_Text block_.
◆ ◆ ◆

It always felt odd that the expression candidate set refinement were in
two more-or-less identical phases. It turns out that this is not
necessary and the neighborhood, ancestor filtering, update candidate set
steps can all be done inside a single loop, which terminates when
|NG| == |Outcomes| == 2. This also provides a nice opportunity for some
error sensitivity - if the candidate set cannot be reduced any more, and
the neighborhood |NG| != 2 we error out.

It is unclear if this graph can possibly be constructed, so for now it
uses an assert for sensitivity to it. What this should really do is drop
the instrumentation for the function altogether, and give a warning.
---
 gcc/tree-profile.cc | 139 ++++++++++++++++----------------------------
 1 file changed, 49 insertions(+), 90 deletions(-)

diff --git a/gcc/tree-profile.cc b/gcc/tree-profile.cc
index 3fc78ff8ace..b75736a22a0 100644
--- a/gcc/tree-profile.cc
+++ b/gcc/tree-profile.cc
@@ -114,9 +114,10 @@ struct conds_ctx
     auto_sbitmap G1;
     auto_sbitmap G2;
     auto_sbitmap G3;
+    auto_sbitmap G4;
 
     explicit conds_ctx (unsigned size) noexcept (true) : marks (size),
-    G1 (size), G2 (size), G3 (size)
+    G1 (size), G2 (size), G3 (size), G4 (size)
     {
        bitmap_clear (marks);
     }
@@ -728,13 +729,14 @@ isolate_expression (conds_ctx &ctx, basic_block p, 
vec<basic_block>& out)
     sbitmap expr = ctx.G1;
     sbitmap reachable = ctx.G2;
     sbitmap ancestors = ctx.G3;
+    sbitmap prev = ctx.G3;
     bitmap_clear (expr);
     bitmap_clear (reachable);
+    bitmap_clear (prev);
 
     vec<basic_block>& G = ctx.B1;
     vec<basic_block>& NG = ctx.B2;
     G.truncate (0);
-    NG.truncate (0);
 
     basic_block post = get_immediate_dominator (CDI_POST_DOMINATORS, p);
     cond_reachable_from (p, post, reachable, G);
@@ -744,105 +746,62 @@ isolate_expression (conds_ctx &ctx, basic_block p, 
vec<basic_block>& out)

◆ ◆ ◆

_Source records_.
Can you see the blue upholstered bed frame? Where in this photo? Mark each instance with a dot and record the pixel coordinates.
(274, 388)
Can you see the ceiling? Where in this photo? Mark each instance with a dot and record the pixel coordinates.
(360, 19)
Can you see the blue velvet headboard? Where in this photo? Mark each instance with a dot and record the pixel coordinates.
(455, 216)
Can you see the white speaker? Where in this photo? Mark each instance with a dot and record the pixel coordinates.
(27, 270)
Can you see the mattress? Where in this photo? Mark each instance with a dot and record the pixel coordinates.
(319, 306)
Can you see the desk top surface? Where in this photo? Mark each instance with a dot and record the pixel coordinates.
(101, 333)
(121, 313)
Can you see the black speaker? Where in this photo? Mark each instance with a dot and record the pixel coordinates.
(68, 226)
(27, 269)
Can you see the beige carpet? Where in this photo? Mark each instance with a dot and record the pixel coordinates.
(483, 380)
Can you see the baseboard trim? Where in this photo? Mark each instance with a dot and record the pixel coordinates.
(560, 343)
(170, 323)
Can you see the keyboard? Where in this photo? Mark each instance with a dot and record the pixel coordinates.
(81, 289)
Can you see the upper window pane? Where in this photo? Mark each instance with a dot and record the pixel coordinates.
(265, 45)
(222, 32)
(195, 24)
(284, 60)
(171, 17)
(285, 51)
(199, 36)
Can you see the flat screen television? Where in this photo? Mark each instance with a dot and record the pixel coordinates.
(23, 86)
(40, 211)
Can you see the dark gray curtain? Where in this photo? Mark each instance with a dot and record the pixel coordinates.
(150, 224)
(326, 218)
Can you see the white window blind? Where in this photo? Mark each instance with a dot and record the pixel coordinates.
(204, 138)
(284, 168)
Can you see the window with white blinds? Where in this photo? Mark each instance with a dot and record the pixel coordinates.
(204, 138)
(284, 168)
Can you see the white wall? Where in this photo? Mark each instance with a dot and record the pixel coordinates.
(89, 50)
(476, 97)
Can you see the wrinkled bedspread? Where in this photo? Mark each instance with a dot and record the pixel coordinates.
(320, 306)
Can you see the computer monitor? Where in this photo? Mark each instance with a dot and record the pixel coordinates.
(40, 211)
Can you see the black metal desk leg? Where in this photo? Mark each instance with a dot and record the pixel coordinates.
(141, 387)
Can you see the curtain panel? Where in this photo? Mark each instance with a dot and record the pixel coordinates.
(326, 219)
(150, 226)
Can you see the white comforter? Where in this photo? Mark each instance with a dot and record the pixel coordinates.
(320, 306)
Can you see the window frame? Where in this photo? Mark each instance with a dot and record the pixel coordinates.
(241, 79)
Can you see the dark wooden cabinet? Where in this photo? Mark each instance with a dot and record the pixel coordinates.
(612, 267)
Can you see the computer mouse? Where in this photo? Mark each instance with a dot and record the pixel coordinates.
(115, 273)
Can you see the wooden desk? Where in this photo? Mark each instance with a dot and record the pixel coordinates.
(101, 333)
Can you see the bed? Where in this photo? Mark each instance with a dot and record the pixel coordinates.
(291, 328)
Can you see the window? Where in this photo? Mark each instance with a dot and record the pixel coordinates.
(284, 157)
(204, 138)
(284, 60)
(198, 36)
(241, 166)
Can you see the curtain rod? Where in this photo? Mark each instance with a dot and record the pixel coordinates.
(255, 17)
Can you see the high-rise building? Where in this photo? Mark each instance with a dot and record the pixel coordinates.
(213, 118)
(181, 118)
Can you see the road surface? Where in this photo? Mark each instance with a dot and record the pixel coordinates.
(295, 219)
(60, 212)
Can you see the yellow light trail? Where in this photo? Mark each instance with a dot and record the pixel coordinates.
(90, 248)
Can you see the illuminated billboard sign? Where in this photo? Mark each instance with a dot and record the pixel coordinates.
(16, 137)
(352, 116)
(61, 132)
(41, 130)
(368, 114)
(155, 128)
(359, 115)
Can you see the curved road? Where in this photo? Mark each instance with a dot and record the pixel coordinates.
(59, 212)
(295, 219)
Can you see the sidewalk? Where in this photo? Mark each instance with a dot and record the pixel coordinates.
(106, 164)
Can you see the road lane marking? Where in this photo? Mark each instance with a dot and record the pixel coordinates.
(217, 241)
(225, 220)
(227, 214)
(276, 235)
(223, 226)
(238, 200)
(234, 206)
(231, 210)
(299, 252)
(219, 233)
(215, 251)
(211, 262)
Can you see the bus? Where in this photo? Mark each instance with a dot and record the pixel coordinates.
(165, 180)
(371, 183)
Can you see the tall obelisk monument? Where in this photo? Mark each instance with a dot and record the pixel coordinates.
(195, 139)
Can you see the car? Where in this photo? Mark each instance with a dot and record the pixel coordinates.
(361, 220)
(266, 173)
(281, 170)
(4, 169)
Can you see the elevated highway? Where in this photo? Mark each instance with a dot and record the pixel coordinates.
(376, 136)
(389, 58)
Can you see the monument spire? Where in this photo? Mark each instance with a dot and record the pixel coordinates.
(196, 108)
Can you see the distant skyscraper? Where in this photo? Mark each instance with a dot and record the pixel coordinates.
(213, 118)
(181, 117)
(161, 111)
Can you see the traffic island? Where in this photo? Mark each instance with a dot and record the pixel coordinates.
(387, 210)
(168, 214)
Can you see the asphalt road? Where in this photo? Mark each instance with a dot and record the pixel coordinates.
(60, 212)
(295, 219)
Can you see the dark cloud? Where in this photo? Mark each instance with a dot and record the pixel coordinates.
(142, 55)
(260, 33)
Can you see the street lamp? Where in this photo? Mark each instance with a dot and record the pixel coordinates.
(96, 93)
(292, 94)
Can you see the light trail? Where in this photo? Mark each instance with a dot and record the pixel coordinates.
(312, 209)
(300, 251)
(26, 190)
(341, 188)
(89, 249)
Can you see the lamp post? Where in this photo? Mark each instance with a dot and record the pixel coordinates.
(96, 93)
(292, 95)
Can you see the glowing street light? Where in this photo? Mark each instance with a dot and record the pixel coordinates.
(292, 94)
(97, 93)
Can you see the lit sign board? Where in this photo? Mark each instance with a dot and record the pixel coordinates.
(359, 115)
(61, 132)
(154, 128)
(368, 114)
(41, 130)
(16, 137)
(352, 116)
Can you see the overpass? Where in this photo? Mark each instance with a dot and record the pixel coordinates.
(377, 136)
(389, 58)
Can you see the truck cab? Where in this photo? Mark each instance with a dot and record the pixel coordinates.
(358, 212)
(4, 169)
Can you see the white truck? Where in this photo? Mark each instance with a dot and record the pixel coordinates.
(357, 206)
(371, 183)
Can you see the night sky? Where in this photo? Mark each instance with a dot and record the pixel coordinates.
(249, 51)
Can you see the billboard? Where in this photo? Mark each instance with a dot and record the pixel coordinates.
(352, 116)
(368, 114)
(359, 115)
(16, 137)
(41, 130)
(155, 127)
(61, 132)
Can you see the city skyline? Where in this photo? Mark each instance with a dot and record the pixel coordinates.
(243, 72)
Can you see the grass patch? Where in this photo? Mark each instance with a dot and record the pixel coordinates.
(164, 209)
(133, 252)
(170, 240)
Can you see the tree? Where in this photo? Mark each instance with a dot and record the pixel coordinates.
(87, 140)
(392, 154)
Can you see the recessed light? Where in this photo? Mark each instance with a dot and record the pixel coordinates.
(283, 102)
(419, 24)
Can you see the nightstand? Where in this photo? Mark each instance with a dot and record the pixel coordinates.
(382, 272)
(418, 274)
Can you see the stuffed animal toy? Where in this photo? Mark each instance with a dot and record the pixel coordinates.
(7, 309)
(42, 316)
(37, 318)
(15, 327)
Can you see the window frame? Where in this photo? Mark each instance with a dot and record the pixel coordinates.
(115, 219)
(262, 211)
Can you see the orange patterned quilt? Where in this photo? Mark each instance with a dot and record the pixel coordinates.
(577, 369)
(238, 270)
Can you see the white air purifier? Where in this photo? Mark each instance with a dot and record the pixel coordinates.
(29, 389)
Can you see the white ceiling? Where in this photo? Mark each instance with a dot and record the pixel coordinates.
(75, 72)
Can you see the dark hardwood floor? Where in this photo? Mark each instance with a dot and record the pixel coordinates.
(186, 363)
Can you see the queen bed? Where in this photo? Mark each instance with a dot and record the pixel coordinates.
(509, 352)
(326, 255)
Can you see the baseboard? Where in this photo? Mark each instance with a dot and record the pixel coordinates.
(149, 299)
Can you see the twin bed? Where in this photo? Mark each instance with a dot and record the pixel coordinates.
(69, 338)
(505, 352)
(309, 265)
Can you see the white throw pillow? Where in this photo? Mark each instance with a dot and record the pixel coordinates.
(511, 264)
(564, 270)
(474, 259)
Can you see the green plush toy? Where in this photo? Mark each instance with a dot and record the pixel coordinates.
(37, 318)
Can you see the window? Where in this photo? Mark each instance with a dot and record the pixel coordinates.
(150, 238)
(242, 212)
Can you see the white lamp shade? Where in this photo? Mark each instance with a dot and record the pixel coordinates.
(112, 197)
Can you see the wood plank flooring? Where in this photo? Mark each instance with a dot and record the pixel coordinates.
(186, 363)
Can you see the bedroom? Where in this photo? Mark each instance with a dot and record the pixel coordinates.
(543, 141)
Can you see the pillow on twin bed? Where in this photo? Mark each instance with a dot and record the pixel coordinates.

◆ ◆ ◆

_Required work_.
1. According to the patch description, why does the code use an assert for this graph, and what does the description say it should really do instead?
2. Render the part of the listing that opens with the line containing "Can you see the queen" and closes with the end of the listing as a numbered list, leaving out blank lines.
The text and the listing have nothing to do with each other.

_Solutions per task_.
1. It is unclear whether this graph can be constructed at all, so for now the code uses an assert for sensitivity to it. What it should really do is drop the instrumentation for the function altogether and give a warning.

2.
1. Can you see the queen bed? Where in this photo? Mark each instance with a dot and record the pixel coordinates.
2. (509, 352)
3. (326, 255)
4. Can you see the baseboard? Where in this photo? Mark each instance with a dot and record the pixel coordinates.
5. (149, 299)
6. Can you see the twin bed? Where in this photo? Mark each instance with a dot and record the pixel coordinates.
7. (69, 338)
8. (505, 352)
9. (309, 265)
10. Can you see the white throw pillow? Where in this photo? Mark each instance with a dot and record the pixel coordinates.
11. (511, 264)
12. (564, 270)
13. (474, 259)
14. Can you see the green plush toy? Where in this photo? Mark each instance with a dot and record the pixel coordinates.
15. (37, 318)
16. Can you see the window? Where in this photo? Mark each instance with a dot and record the pixel coordinates.
17. (150, 238)
18. (242, 212)
19. Can you see the white lamp shade? Where in this photo? Mark each instance with a dot and record the pixel coordinates.
20. (112, 197)
21. Can you see the wood plank flooring? Where in this photo? Mark each instance with a dot and record the pixel coordinates.
22. (186, 363)
23. Can you see the bedroom? Where in this photo? Mark each instance with a dot and record the pixel coordinates.
24. (543, 141)
25. Can you see the pillow on twin bed? Where in this photo? Mark each instance with a dot and record the pixel coordinates.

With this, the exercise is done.